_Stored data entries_
■ ■ ■ ■ ■
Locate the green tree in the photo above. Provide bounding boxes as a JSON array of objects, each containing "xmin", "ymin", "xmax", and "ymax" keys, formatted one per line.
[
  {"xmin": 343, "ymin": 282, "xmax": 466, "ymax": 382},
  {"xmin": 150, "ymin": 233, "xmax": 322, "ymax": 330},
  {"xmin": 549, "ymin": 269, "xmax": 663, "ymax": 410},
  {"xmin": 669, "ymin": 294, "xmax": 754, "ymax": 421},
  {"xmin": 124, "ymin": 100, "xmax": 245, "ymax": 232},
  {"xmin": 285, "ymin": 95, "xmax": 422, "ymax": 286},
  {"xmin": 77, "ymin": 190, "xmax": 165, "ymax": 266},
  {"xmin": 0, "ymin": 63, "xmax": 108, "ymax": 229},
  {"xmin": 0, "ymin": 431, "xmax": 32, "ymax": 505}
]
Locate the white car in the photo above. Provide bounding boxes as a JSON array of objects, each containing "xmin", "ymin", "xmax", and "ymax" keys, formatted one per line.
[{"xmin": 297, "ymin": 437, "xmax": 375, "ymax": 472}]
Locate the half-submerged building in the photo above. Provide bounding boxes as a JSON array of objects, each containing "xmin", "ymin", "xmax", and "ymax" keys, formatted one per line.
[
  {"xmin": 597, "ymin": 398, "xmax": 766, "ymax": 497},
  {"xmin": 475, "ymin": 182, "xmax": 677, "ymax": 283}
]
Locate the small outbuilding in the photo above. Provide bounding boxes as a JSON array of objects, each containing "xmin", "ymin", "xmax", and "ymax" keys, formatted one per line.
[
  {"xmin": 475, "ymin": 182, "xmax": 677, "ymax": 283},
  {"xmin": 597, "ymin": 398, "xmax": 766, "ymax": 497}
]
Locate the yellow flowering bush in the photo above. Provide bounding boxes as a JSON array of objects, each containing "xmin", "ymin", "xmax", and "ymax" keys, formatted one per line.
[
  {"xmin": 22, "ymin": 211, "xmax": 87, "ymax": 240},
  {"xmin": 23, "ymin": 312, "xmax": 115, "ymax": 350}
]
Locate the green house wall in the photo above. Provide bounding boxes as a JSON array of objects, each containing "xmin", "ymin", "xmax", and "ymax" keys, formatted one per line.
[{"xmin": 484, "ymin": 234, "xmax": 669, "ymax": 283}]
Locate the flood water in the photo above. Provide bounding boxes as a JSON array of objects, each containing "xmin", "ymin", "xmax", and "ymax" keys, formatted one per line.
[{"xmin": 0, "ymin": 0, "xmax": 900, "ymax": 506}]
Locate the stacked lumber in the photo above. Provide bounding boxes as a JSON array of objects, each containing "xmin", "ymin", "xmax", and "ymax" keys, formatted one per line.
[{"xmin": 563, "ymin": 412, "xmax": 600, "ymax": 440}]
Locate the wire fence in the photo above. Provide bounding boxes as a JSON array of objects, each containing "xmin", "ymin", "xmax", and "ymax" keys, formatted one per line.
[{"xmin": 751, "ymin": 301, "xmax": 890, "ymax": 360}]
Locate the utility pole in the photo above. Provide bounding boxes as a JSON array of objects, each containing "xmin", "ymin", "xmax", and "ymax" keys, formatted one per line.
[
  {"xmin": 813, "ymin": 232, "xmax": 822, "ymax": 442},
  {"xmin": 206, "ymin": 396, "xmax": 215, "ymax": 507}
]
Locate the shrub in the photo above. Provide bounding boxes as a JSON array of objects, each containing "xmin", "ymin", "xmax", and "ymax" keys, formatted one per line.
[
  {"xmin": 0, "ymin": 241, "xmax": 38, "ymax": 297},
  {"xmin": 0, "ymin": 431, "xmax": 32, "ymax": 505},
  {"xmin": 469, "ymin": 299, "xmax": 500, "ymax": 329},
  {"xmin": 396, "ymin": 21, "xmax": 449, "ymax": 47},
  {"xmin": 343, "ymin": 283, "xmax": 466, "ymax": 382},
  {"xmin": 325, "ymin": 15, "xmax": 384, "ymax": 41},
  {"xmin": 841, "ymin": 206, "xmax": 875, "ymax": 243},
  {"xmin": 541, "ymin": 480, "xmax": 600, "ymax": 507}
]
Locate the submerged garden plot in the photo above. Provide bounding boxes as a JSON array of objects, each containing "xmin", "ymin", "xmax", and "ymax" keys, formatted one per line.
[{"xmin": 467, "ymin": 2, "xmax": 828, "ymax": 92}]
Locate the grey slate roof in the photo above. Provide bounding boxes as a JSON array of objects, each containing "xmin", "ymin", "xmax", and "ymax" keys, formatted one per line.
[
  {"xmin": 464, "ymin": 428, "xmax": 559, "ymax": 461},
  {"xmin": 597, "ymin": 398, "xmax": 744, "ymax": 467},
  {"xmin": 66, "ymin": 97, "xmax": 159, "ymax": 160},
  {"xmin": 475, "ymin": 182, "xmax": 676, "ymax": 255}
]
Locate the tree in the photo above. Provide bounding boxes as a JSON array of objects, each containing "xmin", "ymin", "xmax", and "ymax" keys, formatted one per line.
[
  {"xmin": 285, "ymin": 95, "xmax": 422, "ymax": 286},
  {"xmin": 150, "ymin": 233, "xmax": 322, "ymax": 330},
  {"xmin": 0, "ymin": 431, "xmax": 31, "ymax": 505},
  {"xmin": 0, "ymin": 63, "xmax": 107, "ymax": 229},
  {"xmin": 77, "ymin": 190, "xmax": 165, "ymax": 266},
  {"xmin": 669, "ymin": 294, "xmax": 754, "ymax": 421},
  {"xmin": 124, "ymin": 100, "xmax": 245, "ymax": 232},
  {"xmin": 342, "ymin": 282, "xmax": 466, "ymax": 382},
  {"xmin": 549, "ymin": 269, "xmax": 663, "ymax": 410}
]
■ ■ ■ ■ ■
_WHAT YOU WILL DO_
Rewrite the entries above, changing every "Locate" to "Identify" and leaving all else as it is.

_ANSWER BELOW_
Identify the green tree in the photo above. Provide bounding boxes as a JSON array of objects, each containing "xmin", "ymin", "xmax", and "ymax" keys, formatted one per line.
[
  {"xmin": 343, "ymin": 282, "xmax": 466, "ymax": 382},
  {"xmin": 150, "ymin": 233, "xmax": 322, "ymax": 330},
  {"xmin": 549, "ymin": 269, "xmax": 663, "ymax": 410},
  {"xmin": 669, "ymin": 294, "xmax": 754, "ymax": 421},
  {"xmin": 124, "ymin": 100, "xmax": 245, "ymax": 232},
  {"xmin": 285, "ymin": 95, "xmax": 422, "ymax": 286},
  {"xmin": 77, "ymin": 190, "xmax": 165, "ymax": 266},
  {"xmin": 0, "ymin": 63, "xmax": 108, "ymax": 229},
  {"xmin": 0, "ymin": 431, "xmax": 32, "ymax": 505}
]
Identify the white car in the photo above. Provide bounding boxes as a JSON array of objects, each containing "xmin", "ymin", "xmax", and "ymax" keys, formatted one per line.
[{"xmin": 297, "ymin": 437, "xmax": 375, "ymax": 472}]
Identify the half-submerged building in the photo above. Provide bounding boxes as a JSON array of objects, each containing "xmin", "ymin", "xmax", and "ymax" keys, formatted one per line.
[
  {"xmin": 597, "ymin": 398, "xmax": 766, "ymax": 497},
  {"xmin": 475, "ymin": 182, "xmax": 677, "ymax": 283}
]
Identify the small outbuilding in the photo above. Provide bounding boxes as a JSON array of objects, each containing "xmin", "ymin", "xmax", and "ymax" keys, formatted one per line.
[
  {"xmin": 475, "ymin": 182, "xmax": 677, "ymax": 283},
  {"xmin": 597, "ymin": 398, "xmax": 766, "ymax": 497}
]
Identify the yellow flowering bush in the photo above. Provide bounding boxes as a JSON array of objects, each containing "xmin", "ymin", "xmax", and "ymax" keys, formatted one per line.
[
  {"xmin": 22, "ymin": 211, "xmax": 87, "ymax": 240},
  {"xmin": 23, "ymin": 312, "xmax": 115, "ymax": 350}
]
Identify the green house wall in the photo above. Provide bounding boxes as a JSON array of objects, each containing "xmin", "ymin", "xmax", and "ymax" keys, formatted one per line.
[{"xmin": 484, "ymin": 234, "xmax": 669, "ymax": 283}]
Identify the flood water in the photo above. Provide bounding boxes as a JSON array of objects, each containing "xmin", "ymin", "xmax", and "ymax" keys, formatted one per line.
[{"xmin": 0, "ymin": 0, "xmax": 900, "ymax": 506}]
Identify the stacked lumber in the photo above. Provide bounding boxes as a JSON array of objects, each containing "xmin", "ymin", "xmax", and "ymax" keys, formatted one per line.
[{"xmin": 563, "ymin": 412, "xmax": 600, "ymax": 440}]
Identify the wire fence in the photo above. Provide bounding boxes as a JSON array of objects, each containing "xmin", "ymin", "xmax", and "ymax" keys, formatted one per line.
[{"xmin": 751, "ymin": 301, "xmax": 890, "ymax": 360}]
Identify the utility pole in the photo above. Provide bounding boxes as a JSON array of objects, each containing "xmin", "ymin", "xmax", and "ymax" keys, formatted one per line.
[
  {"xmin": 813, "ymin": 232, "xmax": 822, "ymax": 442},
  {"xmin": 206, "ymin": 396, "xmax": 215, "ymax": 507}
]
Identify the shrub in the photo above. Provide bounding boxes as a JSON array of objects, each containing "xmin", "ymin", "xmax", and "ymax" keys, formatted one per line.
[
  {"xmin": 0, "ymin": 241, "xmax": 38, "ymax": 297},
  {"xmin": 0, "ymin": 431, "xmax": 32, "ymax": 505},
  {"xmin": 469, "ymin": 299, "xmax": 500, "ymax": 329},
  {"xmin": 396, "ymin": 21, "xmax": 449, "ymax": 47},
  {"xmin": 343, "ymin": 283, "xmax": 466, "ymax": 382},
  {"xmin": 325, "ymin": 15, "xmax": 384, "ymax": 41},
  {"xmin": 841, "ymin": 206, "xmax": 875, "ymax": 243},
  {"xmin": 541, "ymin": 480, "xmax": 600, "ymax": 507}
]
Identify the submerged garden plot in the photo above. Provide bounding boxes as a JSON array of objects, each containing "xmin", "ymin", "xmax", and "ymax" keys, formatted one per line.
[{"xmin": 467, "ymin": 2, "xmax": 828, "ymax": 92}]
Identify the grey slate roof in the photo above. Provide bounding boxes as a JSON array of objects, each containing "xmin", "ymin", "xmax", and "ymax" keys, formatted one per line.
[
  {"xmin": 464, "ymin": 428, "xmax": 559, "ymax": 461},
  {"xmin": 597, "ymin": 398, "xmax": 744, "ymax": 467},
  {"xmin": 66, "ymin": 97, "xmax": 159, "ymax": 160},
  {"xmin": 475, "ymin": 182, "xmax": 676, "ymax": 255}
]
Identify the tree in the photo above. Provide bounding boxes as a JSON array of objects, each containing "xmin", "ymin", "xmax", and "ymax" keys, formatted one per line.
[
  {"xmin": 285, "ymin": 95, "xmax": 422, "ymax": 286},
  {"xmin": 150, "ymin": 233, "xmax": 322, "ymax": 330},
  {"xmin": 0, "ymin": 431, "xmax": 31, "ymax": 505},
  {"xmin": 0, "ymin": 63, "xmax": 107, "ymax": 229},
  {"xmin": 77, "ymin": 190, "xmax": 165, "ymax": 266},
  {"xmin": 669, "ymin": 294, "xmax": 754, "ymax": 421},
  {"xmin": 124, "ymin": 100, "xmax": 245, "ymax": 232},
  {"xmin": 342, "ymin": 282, "xmax": 466, "ymax": 382},
  {"xmin": 549, "ymin": 269, "xmax": 663, "ymax": 410}
]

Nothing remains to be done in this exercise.